___ TEXTE SOURCE

Le Maroc a connu une croissance économique assez soutenue depuis 2000, après l’accession au trône du roi Mohammed VI. Le royaume prend des mesures pour attirer les investissements étrangers et devenir une grande puissance régionale.
À Rabat, Jacques Chirac devrait prononcer un discours historique dans lequel il donnera sa vision du monde.
Un coup dur pour la diplomatie algérienne.
Le 12 octobre au soir, tout le monde aura oublié la visite de Jacques Chirac en Algérie”. Ce diplomate marocain en poste à Paris, qui a requis l’anonymat, se frotte déjà les mains. Le royaume chérifien recevra Jacques Chirac du 10 au 12 octobre prochain pour une visite d’État de trois jours. Et les instructions du roi sont claires : il faut faire sortir des esprits le triomphe algérien de Jacques Chirac.
En mars dernier, le président français avait effectué une visite historique en Algérie où il a été chaleureusement accueilli par la population. Et le Maroc, principal partenaire politique de la France en Afrique du Nord, n’avait pas apprécié.
Entre Paris et Rabat, les relations sont en effet excellentes : un sommet annuel présidé par les chefs de gouvernement des deux pays, à l’image du sommet franco-allemand, a été instauré ; l’État français garantit des emprunts obligataires du Maroc sur les marchés internationaux ; des experts français assistent le gouvernement marocain et les administrations du royaume dans le processus de réformes engagées pour intégrer l’Europe...
Mieux, lors du vote de la dernière résolution du Conseil de sécurité sur le Sahara, Paris avait fermement soutenu Rabat face à Washington et Alger. “Le Maroc est le seul pays avec lequel la France entretient des relations aussi privilégiées. Elles sont du même type que celles que les Français ont avec leurs partenaires européens”, explique un politologue parisien.
Du coup, le 10 octobre prochain, les Marocains veulent faire nettement mieux que leurs voisins d’Algérie. Et pas seulement dans les symboles. Certes, le président français aura droit, durant son séjour marocain, à un accueil triomphal : bains de foule dans plusieurs grandes villes du royaume, des galas et des fêtes populaires seront organisés en l’honneur de l’invité...

______
___ DONNÉES PRÉSENTÉES

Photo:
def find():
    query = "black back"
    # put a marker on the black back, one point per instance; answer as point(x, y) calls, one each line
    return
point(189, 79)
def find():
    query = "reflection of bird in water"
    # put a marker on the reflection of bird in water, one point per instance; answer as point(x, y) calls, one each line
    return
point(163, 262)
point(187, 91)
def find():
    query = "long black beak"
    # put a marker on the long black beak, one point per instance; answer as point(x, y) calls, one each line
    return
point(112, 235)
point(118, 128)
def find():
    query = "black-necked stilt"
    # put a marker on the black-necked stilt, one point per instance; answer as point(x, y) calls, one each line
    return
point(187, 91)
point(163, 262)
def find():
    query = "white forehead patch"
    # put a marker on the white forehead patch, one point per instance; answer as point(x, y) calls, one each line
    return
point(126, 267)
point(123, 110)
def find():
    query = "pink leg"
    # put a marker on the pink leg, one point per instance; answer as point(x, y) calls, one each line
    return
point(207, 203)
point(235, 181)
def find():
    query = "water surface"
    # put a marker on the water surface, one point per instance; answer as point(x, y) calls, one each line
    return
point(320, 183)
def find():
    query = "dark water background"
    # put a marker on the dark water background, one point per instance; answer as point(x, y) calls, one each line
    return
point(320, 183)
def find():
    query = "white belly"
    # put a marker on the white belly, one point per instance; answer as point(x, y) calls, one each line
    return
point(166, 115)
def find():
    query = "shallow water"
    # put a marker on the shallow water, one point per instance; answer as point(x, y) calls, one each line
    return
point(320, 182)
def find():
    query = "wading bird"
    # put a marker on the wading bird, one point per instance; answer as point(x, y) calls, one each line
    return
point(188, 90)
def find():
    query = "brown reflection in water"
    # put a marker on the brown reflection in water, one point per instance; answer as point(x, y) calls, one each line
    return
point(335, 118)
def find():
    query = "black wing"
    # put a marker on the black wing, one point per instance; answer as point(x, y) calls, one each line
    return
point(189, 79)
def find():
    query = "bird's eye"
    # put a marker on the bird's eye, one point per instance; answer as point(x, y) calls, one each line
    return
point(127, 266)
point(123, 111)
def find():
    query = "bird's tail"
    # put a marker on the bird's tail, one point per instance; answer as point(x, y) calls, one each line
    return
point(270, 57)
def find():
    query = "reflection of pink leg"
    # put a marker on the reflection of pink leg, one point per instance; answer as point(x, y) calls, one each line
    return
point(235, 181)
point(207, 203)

______

**MISE EN PRATIQUE:**
1/ Répondez à ces questions d'après le texte source.
(a) À quelles dates le Maroc recevra-t-il Jacques Chirac pour sa visite d'État ?
(b) Quand le président français avait-il effectué sa visite historique en Algérie ?
(c) Sur le modèle de quel sommet le sommet annuel entre Paris et Rabat a-t-il été instauré ?
2/ Poursuivez, s'il vous plaît, le texte source sur la visite de Jacques Chirac au Maroc après sa dernière phrase.
Les données proviennent d'une autre source que le texte source.

**CORRIGÉ DES ACTIVITÉS:**
1/
(a) Du 10 au 12 octobre.
(b) En mars dernier.
(c) Le sommet franco-allemand.

2/
“Les Marocains sont connus pour leur hospitalité, souligne le diplomate. Nous savons recevoir les hommes politiques et nous allons nous surpasser pour la visite de Chirac parce que c’est un grand ami de notre pays”. Mais, contrairement au pouvoir algérien en mars dernier, les Marocains ne veulent pas “s’arrêter” aux symboles.
Rabat, qui affiche de plus en plus ses ambitions internationales, veut profiter de cette occasion pour tenter de se positionner définitivement comme la nouvelle capitale incontournable du monde arabe et devenir l’interlocuteur privilégié des Européens opposés à la guerre en Irak. “Pour les Marocains, explique le politologue, après la guerre d’Irak et les fractures qui sont apparues entre Européens et Américains, il y a désormais une place d’interlocuteur de l’Occident à prendre, aux côtés de l’Égypte. Il y aura d’un côté le Caire, proche de Washington et de l’autre, Rabat, proche de Paris, donc du camp de la paix. C’est du moins le calcul que font les Marocains actuellement”. Une stratégie qui, en cas de réussite, devrait contrarier sérieusement les ambitions internationales de l’Algérie.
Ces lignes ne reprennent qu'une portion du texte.